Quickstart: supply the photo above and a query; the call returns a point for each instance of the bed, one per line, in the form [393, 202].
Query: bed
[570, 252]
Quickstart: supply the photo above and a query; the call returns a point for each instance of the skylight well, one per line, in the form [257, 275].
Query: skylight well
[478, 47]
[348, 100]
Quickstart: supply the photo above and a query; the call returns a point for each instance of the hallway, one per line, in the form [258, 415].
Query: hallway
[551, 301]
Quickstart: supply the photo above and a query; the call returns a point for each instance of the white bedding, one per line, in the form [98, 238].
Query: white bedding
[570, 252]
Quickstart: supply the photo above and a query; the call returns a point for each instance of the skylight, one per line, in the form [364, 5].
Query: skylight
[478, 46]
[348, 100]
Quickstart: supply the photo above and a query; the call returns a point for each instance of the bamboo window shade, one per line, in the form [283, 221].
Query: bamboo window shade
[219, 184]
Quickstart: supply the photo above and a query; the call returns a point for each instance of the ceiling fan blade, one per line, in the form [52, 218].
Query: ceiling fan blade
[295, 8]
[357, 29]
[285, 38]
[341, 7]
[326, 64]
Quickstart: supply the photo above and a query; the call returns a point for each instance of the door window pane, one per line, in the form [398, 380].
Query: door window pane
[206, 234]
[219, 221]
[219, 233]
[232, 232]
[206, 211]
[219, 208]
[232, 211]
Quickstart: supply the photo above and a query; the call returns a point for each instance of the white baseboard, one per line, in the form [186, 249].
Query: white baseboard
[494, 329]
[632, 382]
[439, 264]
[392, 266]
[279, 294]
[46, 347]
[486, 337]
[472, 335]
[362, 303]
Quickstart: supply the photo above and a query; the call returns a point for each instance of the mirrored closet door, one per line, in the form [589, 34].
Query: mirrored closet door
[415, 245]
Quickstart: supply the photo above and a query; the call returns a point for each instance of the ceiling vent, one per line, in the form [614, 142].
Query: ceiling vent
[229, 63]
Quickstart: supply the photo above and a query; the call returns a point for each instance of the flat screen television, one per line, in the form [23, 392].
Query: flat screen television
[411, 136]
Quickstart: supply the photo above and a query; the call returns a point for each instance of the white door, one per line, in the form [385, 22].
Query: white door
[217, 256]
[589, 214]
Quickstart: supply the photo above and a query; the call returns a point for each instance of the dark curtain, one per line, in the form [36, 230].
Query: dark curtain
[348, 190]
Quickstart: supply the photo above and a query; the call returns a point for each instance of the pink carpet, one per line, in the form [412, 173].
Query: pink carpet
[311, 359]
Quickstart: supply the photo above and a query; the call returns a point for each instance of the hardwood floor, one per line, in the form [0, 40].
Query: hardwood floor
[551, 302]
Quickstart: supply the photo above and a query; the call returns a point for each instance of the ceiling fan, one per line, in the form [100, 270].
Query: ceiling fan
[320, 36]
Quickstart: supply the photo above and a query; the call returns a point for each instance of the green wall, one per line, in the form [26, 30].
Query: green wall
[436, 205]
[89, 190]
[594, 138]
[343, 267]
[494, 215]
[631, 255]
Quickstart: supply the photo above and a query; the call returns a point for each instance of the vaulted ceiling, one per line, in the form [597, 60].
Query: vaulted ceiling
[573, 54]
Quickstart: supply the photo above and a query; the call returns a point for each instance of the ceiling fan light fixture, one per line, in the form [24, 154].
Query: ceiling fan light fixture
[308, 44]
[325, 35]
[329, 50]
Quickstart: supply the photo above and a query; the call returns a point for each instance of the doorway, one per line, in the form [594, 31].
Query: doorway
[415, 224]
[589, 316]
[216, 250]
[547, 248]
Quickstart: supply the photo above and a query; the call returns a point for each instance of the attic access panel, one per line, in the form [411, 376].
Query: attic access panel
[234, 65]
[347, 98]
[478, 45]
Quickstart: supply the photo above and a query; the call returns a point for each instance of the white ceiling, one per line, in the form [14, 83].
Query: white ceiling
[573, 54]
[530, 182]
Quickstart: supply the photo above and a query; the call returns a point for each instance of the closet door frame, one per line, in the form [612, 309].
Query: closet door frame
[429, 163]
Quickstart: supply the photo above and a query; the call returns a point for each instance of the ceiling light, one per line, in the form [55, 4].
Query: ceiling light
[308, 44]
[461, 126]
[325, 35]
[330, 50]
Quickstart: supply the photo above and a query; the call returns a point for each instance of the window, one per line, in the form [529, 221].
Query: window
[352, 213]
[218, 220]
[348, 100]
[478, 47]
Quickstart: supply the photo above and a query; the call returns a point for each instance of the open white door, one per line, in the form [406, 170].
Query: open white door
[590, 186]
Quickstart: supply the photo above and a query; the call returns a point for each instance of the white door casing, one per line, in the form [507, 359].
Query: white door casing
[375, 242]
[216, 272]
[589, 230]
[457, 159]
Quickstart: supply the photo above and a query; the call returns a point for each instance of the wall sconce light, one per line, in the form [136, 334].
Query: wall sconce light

§ §

### What to produce
Print every record above exactly as written.

### Answer
Quickstart: supply the photo above and a query; the call returns a point for each instance of the bed, one per line, in the form [393, 202].
Query: bed
[570, 252]
Quickstart: supply the photo above and a query; the call returns a point for each instance of the skylight well, one per line, in the form [257, 275].
Query: skylight well
[478, 47]
[348, 100]
Quickstart: supply the photo above and a query; the call returns a point for each instance of the hallway, one per line, in the form [258, 415].
Query: hallway
[551, 301]
Quickstart: supply the photo above and a query; the call returns a point for each instance of the white bedding, one per line, in the form [98, 238].
Query: white bedding
[570, 252]
Quickstart: supply the photo above and a query; the call returns a point for each instance of the skylight, one per line, in the form [364, 5].
Query: skylight
[478, 46]
[348, 100]
Quickstart: supply the photo above and a query; the call returns a point for each instance of the bamboo window shade, one per line, in the form [283, 221].
Query: bamboo window shade
[219, 184]
Quickstart: supply the photo above and a query; the call returns a point for each instance of the ceiling fan blade, one per line, in the form [52, 218].
Query: ceiling fan blade
[295, 8]
[357, 29]
[285, 38]
[341, 7]
[326, 64]
Quickstart: supply the photo above and a query; the call returns a point for each instance of the door window pane, one per line, in the form [398, 380].
Query: door window pane
[206, 234]
[219, 221]
[219, 233]
[232, 232]
[206, 211]
[219, 208]
[232, 211]
Quickstart: supply the photo above and a query; the call returns a point for each instance of the white baseboard, one per line, in the form [186, 249].
Query: white baseboard
[494, 329]
[632, 382]
[439, 264]
[392, 266]
[279, 294]
[46, 347]
[486, 337]
[472, 335]
[362, 303]
Quickstart: supply the photo above and a query; the call returns a point for each instance of the mirrored closet door, one per line, in the form [589, 34].
Query: mirrored closet door
[415, 245]
Quickstart: supply the photo above and a query; the call returns a point for each instance of the ceiling vent, one per line, in the form [614, 142].
Query: ceiling vent
[229, 63]
Quickstart: supply the photo above and a query; the call returns a point for each instance of the flat screen television, one per line, in the form [23, 392].
Query: flat screen television
[411, 136]
Quickstart: supply the photo above and a query; the call returns a point for each instance of the white door, one per line, in the form [385, 22].
Query: white door
[217, 256]
[589, 214]
Quickstart: supply the photo above and a query; the call returns a point for each instance of the dark curtain, one per line, in the form [36, 230].
Query: dark curtain
[348, 190]
Quickstart: supply the photo above and a query; the call returns a point for each instance of the pink carpet, one per line, in the form [412, 173].
Query: pink carpet
[311, 359]
Quickstart: supply the photo above and a query; the call returns a point for each instance of the hardwood floor, one per line, in the form [0, 40].
Query: hardwood floor
[551, 302]
Quickstart: supply the photo above and a query; the call returns a point for each instance of the ceiling fan, one per line, in the form [100, 270].
Query: ceiling fan
[320, 36]
Quickstart: supply the photo above and a query; the call returns a point for each instance of the green wall, one per line, in the form [26, 30].
Query: green wall
[436, 205]
[89, 190]
[594, 138]
[343, 267]
[494, 215]
[631, 255]
Quickstart: supply the photo above and a query; the call returns a point for each instance of the vaulted ceiling, one per line, in the form [597, 60].
Query: vaulted ceiling
[573, 54]
Quickstart: supply the photo above and a query; the call returns a point for each instance of the ceiling fan light fixture, one per line, in the form [24, 154].
Query: ceiling fan light fixture
[308, 44]
[325, 35]
[329, 50]
Quickstart: supply the photo above and a query; the call returns a point for each instance of the doorway, one per line, in the form [594, 31].
Query: doorway
[415, 224]
[589, 316]
[216, 250]
[547, 248]
Quickstart: supply the photo above and a query; the call returns a point for each instance of the attic access panel, one per line, in the form [411, 376].
Query: attic access panel
[234, 65]
[347, 98]
[478, 45]
Quickstart: supply the photo above and a query; the call returns a point for each instance of the white ceiling, one per line, in the form [14, 83].
Query: white ceiling
[573, 54]
[530, 182]
Quickstart: supply the photo above and a query; the call returns a point for each instance of the closet door frame, one per line, in the form [612, 309].
Query: closet door frame
[429, 163]
Quickstart: supply the photo above and a query; the call returns a point for each instance of the ceiling light, one per line, in the form [55, 4].
Query: ceiling light
[308, 44]
[461, 126]
[325, 35]
[330, 50]
Quickstart: supply the photo above and a query; the call returns a point for each instance of the window, one per line, in the form [529, 221].
Query: window
[352, 213]
[218, 220]
[348, 100]
[478, 47]
Quickstart: supply the photo above and a query; the call returns a point for each instance of the open white door, one per line, in the form [406, 170].
Query: open white door
[590, 186]
Quickstart: supply the photo above and a query; the call returns a point for each instance of the white door casing, one per line, in the form [507, 359].
Query: white door casing
[375, 242]
[216, 272]
[589, 230]
[457, 159]
Quickstart: supply the photo above and a query; the call returns a point for each instance of the wall sconce light, one per line, in the form [136, 334].
Query: wall sconce light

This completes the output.